[begin Passage to read]

# Webscraping one page using beautiful soup 

### Tools for scraping 

+ https://www.crummy.com/software/BeautifulSoup/bs4/doc/  (this is what we will use in lectures)

+ https://scrapy.org/

+ https://selenium-python.readthedocs.io/



## Dormouse HTML Code 


In [1]:
#create the variable

html_doc ="""
<!DOCTYPE html>
<html><head><title>The Dormouse's story</title></head>
<body>
<p class="title"><b>The Dormouse's story</b></p>

<p class="story">Once upon a time there were three little sisters; and their names were
<a href="http://example.com/elsie" class="sister" id="link1">Elsie</a>,
<a href="http://example.com/lacie" class="sister" id="link2">Lacie</a> and
<a href="http://example.com/tillie" class="sister" id="link3">Tillie</a>;
and they lived at the bottom of a well.</p>

<p class="story">...</p>
</html>
"""

In [2]:
# after installing as conda install -c anaconda beautifulsoup4

#Import needed libraries - BeautifulSoup

from bs4 import BeautifulSoup
import requests
import re
import pandas as pd


In [3]:
# parse (create) the soup 
soup_mouse = BeautifulSoup(html_doc, 'html.parser')

In [4]:
soup_mouse


<!DOCTYPE html>

<html><head><title>The Dormouse's story</title></head>
<body>
<p class="title"><b>The Dormouse's story</b></p>
<p class="story">Once upon a time there were three little sisters; and their names were
<a class="sister" href="http://example.com/elsie" id="link1">Elsie</a>,
<a class="sister" href="http://example.com/lacie" id="link2">Lacie</a> and
<a class="sister" href="http://example.com/tillie" id="link3">Tillie</a>;
and they lived at the bottom of a well.</p>
<p class="story">...</p>
</body></html>

In [5]:
# prettify the soup 
print(soup_mouse.prettify())

<!DOCTYPE html>
<html>
 <head>
  <title>
   The Dormouse's story
  </title>
 </head>
 <body>
  <p class="title">
   <b>
    The Dormouse's story
   </b>
  </p>
  <p class="story">
   Once upon a time there were three little sisters; and their names were
   <a class="sister" href="http://example.com/elsie" id="link1">
    Elsie
   </a>
   ,
   <a class="sister" href="http://example.com/lacie" id="link2">
    Lacie
   </a>
   and
   <a class="sister" href="http://example.com/tillie" id="link3">
    Tillie
   </a>
   ;
and they lived at the bottom of a well.
  </p>
  <p class="story">
   ...

[end Passage to read]

__Your instructions__
In the Beautiful Soup tutorial, which parser is passed to BeautifulSoup to create soup_mouse? The listing after this is not needed.

[begin Extracted entries]

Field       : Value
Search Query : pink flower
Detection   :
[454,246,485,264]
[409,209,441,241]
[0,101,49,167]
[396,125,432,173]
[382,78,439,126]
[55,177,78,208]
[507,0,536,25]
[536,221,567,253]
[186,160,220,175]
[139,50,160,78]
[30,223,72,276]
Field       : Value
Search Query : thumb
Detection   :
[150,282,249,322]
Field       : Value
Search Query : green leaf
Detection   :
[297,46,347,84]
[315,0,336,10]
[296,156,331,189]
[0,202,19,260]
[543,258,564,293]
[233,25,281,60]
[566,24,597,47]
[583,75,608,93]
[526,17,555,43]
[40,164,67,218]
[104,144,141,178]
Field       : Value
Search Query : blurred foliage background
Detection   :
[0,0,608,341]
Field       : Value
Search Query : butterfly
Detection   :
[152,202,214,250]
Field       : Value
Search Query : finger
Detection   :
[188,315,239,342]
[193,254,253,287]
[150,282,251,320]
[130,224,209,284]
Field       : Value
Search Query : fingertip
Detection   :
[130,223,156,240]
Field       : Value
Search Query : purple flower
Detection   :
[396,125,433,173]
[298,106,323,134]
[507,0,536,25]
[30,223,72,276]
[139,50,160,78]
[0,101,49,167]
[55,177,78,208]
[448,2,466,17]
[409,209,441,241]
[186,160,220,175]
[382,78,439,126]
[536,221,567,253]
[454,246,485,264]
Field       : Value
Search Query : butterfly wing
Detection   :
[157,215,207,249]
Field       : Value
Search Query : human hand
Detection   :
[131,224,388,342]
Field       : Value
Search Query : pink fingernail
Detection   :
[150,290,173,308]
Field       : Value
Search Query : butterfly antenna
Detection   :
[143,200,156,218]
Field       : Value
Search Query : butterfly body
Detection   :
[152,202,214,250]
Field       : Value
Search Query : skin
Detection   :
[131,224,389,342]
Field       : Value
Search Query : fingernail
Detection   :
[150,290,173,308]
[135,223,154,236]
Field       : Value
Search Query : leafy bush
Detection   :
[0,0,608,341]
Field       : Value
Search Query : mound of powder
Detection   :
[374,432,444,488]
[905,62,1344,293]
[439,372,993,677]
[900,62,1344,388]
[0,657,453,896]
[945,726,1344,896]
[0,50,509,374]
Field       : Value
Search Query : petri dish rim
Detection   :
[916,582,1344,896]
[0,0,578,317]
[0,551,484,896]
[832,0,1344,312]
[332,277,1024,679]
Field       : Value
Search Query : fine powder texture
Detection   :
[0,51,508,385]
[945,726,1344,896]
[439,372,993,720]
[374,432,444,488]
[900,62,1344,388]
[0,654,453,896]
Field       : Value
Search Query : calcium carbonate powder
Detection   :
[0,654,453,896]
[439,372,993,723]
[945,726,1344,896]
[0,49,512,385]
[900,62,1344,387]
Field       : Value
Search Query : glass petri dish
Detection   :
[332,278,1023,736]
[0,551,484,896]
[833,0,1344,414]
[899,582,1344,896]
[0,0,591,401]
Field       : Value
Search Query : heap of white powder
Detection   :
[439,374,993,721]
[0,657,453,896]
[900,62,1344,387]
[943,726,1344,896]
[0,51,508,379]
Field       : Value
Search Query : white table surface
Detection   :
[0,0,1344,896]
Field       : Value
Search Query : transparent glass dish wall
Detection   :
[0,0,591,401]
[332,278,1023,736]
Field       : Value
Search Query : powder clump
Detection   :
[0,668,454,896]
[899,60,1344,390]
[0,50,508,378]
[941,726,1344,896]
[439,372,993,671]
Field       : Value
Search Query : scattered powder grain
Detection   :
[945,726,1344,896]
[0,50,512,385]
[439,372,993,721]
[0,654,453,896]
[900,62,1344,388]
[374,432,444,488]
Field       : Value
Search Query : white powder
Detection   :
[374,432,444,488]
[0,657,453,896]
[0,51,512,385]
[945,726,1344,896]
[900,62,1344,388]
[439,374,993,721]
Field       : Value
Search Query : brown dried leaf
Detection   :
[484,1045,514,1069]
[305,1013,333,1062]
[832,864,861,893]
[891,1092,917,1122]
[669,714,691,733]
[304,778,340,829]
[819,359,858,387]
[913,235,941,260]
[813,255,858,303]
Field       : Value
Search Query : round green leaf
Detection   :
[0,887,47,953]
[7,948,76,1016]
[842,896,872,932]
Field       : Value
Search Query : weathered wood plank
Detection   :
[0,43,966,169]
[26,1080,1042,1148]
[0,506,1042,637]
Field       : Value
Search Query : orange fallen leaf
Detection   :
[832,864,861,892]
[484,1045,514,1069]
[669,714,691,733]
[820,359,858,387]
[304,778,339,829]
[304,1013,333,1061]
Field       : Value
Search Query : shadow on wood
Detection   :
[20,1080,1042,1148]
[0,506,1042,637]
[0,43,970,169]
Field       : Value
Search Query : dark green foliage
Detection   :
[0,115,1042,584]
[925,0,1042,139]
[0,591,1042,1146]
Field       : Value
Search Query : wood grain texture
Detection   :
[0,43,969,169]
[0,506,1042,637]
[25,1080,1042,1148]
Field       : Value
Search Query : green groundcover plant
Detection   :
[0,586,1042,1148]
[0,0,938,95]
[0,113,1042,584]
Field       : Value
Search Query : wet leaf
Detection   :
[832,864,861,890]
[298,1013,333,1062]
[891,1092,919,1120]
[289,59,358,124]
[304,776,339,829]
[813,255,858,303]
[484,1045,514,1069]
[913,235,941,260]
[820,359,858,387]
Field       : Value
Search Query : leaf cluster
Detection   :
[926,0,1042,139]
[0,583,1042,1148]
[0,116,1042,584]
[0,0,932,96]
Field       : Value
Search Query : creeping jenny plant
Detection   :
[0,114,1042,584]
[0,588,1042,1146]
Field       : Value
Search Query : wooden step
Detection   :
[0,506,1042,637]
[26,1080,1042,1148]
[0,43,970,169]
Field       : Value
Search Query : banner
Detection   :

[end Extracted entries]

__Result below__
'html.parser'